▸ **Task details**:
Return all of the data exactly as written, without the pictures.

▸ **Records**:
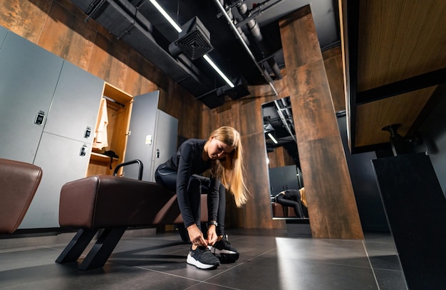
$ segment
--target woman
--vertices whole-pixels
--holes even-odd
[[[211,170],[209,178],[196,175],[208,169]],[[224,211],[227,189],[234,195],[237,207],[246,203],[248,195],[239,133],[224,126],[214,131],[207,139],[185,141],[175,155],[158,166],[155,176],[157,183],[177,193],[185,227],[192,243],[187,263],[199,269],[213,269],[219,266],[217,257],[237,260],[238,251],[225,238]],[[200,227],[202,192],[207,193],[209,210],[206,239]]]
[[[276,195],[276,201],[282,205],[293,208],[298,218],[305,218],[308,215],[305,188],[281,191]]]

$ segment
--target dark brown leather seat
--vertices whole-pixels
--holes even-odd
[[[0,159],[0,233],[16,231],[42,178],[33,164]]]
[[[207,195],[201,198],[201,220],[205,222]],[[177,195],[155,183],[115,176],[71,181],[61,190],[59,224],[79,230],[56,262],[76,261],[101,230],[79,269],[100,268],[128,227],[182,222]]]
[[[207,221],[207,195],[201,218]],[[59,224],[76,228],[114,228],[182,223],[177,195],[157,183],[93,176],[66,183],[61,190]]]

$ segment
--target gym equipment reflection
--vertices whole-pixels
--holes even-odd
[[[273,218],[307,219],[290,97],[261,105]]]

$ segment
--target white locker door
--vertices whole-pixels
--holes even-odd
[[[59,227],[62,186],[85,177],[90,151],[83,142],[43,132],[34,162],[42,168],[42,181],[19,228]]]
[[[44,131],[93,143],[103,90],[103,80],[66,60]]]
[[[142,180],[150,180],[152,154],[160,92],[152,92],[133,97],[130,135],[127,139],[125,161],[140,159],[142,162]],[[124,177],[138,179],[137,164],[124,166]]]
[[[160,109],[157,114],[153,147],[155,151],[152,154],[152,165],[148,179],[152,182],[155,182],[155,171],[158,166],[165,163],[177,151],[178,138],[178,119]]]
[[[0,50],[0,157],[33,163],[63,63],[7,33]]]

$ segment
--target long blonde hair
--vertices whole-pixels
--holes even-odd
[[[212,161],[212,174],[219,178],[226,189],[232,193],[236,205],[239,208],[248,200],[249,192],[244,182],[243,147],[240,134],[235,129],[223,126],[209,136],[234,148],[226,158]]]

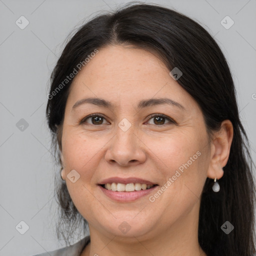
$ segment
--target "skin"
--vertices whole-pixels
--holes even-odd
[[[89,224],[91,242],[82,256],[206,256],[198,239],[200,198],[207,177],[223,176],[233,128],[226,120],[210,140],[199,106],[170,72],[152,53],[112,45],[100,49],[75,77],[65,109],[61,152],[68,192]],[[72,111],[76,102],[89,97],[116,106],[84,104]],[[142,100],[158,98],[171,98],[184,110],[166,104],[136,108]],[[92,114],[105,119],[100,124],[92,118],[80,124]],[[158,124],[149,117],[152,114],[175,122],[165,119]],[[131,124],[126,132],[118,126],[124,118]],[[160,188],[197,152],[200,156],[154,202],[149,196],[117,202],[97,185],[112,176],[138,177]],[[66,176],[74,169],[80,178],[72,183]],[[124,221],[130,226],[126,234],[118,228]]]

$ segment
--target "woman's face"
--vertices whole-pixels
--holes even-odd
[[[90,228],[150,238],[171,227],[196,226],[211,147],[198,104],[170,72],[148,52],[111,46],[75,78],[62,160],[68,192]],[[152,100],[160,98],[169,103]],[[100,186],[114,182],[121,190],[141,190]],[[136,183],[157,186],[144,190]]]

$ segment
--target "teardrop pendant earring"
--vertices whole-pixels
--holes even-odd
[[[216,181],[217,178],[215,178],[214,180],[214,184],[212,186],[212,190],[214,192],[218,192],[220,191],[220,184],[218,184],[218,182]]]

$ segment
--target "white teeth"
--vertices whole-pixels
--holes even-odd
[[[124,184],[122,183],[108,183],[104,186],[105,188],[112,191],[132,192],[133,191],[140,191],[141,190],[146,190],[153,186],[152,184],[141,184],[140,183],[129,183]]]
[[[128,184],[126,184],[126,191],[130,192],[132,191],[134,191],[134,190],[135,187],[133,183],[129,183]]]
[[[146,190],[146,184],[142,184],[142,188],[143,190]]]
[[[135,184],[135,190],[136,191],[139,191],[142,190],[142,185],[140,183],[136,183]]]
[[[122,183],[118,183],[116,186],[118,191],[126,191],[126,184]]]
[[[114,182],[111,184],[111,190],[112,191],[116,191],[116,184]]]

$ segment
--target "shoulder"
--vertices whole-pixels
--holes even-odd
[[[83,238],[72,246],[34,256],[80,256],[83,249],[90,242],[90,236]]]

▸ **Written reply**:
$ segment
--target woman
--vertices whole-pixels
--holes even-odd
[[[211,170],[209,178],[196,175],[208,169]],[[224,211],[227,189],[234,195],[237,207],[246,203],[248,195],[239,133],[224,126],[214,131],[207,139],[185,141],[175,155],[158,166],[155,176],[157,183],[177,193],[185,227],[192,243],[187,263],[199,269],[213,269],[219,266],[217,257],[237,260],[238,251],[225,238]],[[200,227],[202,192],[207,193],[209,210],[206,239]]]
[[[276,195],[276,201],[282,205],[293,208],[298,218],[305,218],[308,215],[305,188],[281,191]]]

$ segment
--target dark brown leather seat
--vertices whole-pixels
--holes even-odd
[[[0,159],[0,233],[16,231],[42,178],[33,164]]]
[[[207,195],[201,198],[201,220],[205,222]],[[177,195],[155,183],[115,176],[71,181],[61,190],[59,224],[79,230],[56,262],[76,261],[101,230],[79,269],[100,268],[128,227],[182,222]]]
[[[207,221],[207,195],[201,218]],[[59,224],[76,228],[114,228],[182,223],[177,195],[157,183],[93,176],[66,183],[61,190]]]

$ segment
--target gym equipment reflection
--vertices whole-pixels
--holes even-odd
[[[273,218],[307,219],[290,97],[261,105]]]

$ segment
--target white locker door
--vertices whole-pixels
--holes even-odd
[[[59,227],[62,186],[85,177],[90,151],[83,142],[43,132],[34,162],[42,168],[42,181],[19,228]]]
[[[44,131],[93,143],[103,90],[103,80],[66,60]]]
[[[142,180],[150,180],[152,154],[160,92],[152,92],[133,97],[130,135],[127,139],[125,161],[140,159],[142,162]],[[124,177],[138,179],[137,164],[124,166]]]
[[[160,109],[157,114],[153,147],[155,151],[152,154],[152,165],[148,179],[152,182],[155,182],[155,171],[158,166],[165,163],[177,151],[178,138],[178,119]]]
[[[0,50],[0,157],[33,163],[63,63],[7,33]]]

$ segment
--target long blonde hair
--vertices whole-pixels
--holes even-odd
[[[212,161],[212,174],[219,178],[226,189],[232,193],[236,205],[239,208],[248,200],[249,192],[244,182],[243,147],[240,134],[235,129],[223,126],[209,136],[234,148],[226,158]]]

$ segment
--target "skin"
--vertices whole-pixels
--holes even-odd
[[[89,224],[91,242],[82,256],[206,256],[198,239],[200,198],[207,177],[223,176],[233,128],[226,120],[210,140],[199,106],[170,72],[152,53],[112,45],[100,49],[75,77],[65,109],[61,152],[68,192]],[[72,111],[76,102],[89,97],[116,106],[84,104]],[[142,100],[158,98],[171,98],[184,110],[166,104],[136,108]],[[92,114],[105,119],[100,124],[92,118],[80,124]],[[158,124],[149,117],[152,114],[175,122],[165,119]],[[131,124],[126,132],[118,126],[124,118]],[[160,188],[197,152],[200,156],[154,202],[149,196],[117,202],[97,185],[112,176],[138,177]],[[66,176],[74,169],[80,178],[72,183]],[[124,221],[130,226],[126,234],[118,228]]]

$ segment
--target "woman's face"
--vertices whole-pixels
--holes even-odd
[[[90,228],[150,238],[171,227],[196,226],[211,147],[198,104],[170,72],[148,52],[111,46],[75,78],[62,160],[68,192]],[[152,100],[160,98],[169,103]],[[100,186],[114,182],[121,190],[141,190]],[[136,183],[157,186],[144,190]]]

$ segment
--target "teardrop pendant earring"
--vertices whole-pixels
--holes even-odd
[[[216,181],[217,178],[215,178],[214,180],[214,184],[212,186],[212,190],[214,192],[218,192],[220,191],[220,184],[218,184],[218,182]]]

$ segment
--target "white teeth"
--vertices whole-pixels
--holes even-odd
[[[124,184],[122,183],[108,183],[104,186],[105,188],[112,191],[132,192],[133,191],[140,191],[141,190],[146,190],[153,186],[152,184],[141,184],[140,183],[129,183]]]
[[[128,184],[126,184],[126,191],[130,192],[132,191],[134,191],[134,190],[135,187],[133,183],[129,183]]]
[[[146,190],[146,184],[142,184],[142,188],[143,190]]]
[[[135,184],[135,190],[136,191],[139,191],[142,190],[142,185],[140,183],[136,183]]]
[[[122,183],[118,183],[116,186],[118,191],[126,191],[126,184]]]
[[[114,182],[111,184],[111,190],[112,191],[116,191],[116,184]]]

$ segment
--target "shoulder"
--vertices whole-pixels
--holes even-odd
[[[83,238],[72,246],[34,256],[80,256],[83,249],[90,242],[90,236]]]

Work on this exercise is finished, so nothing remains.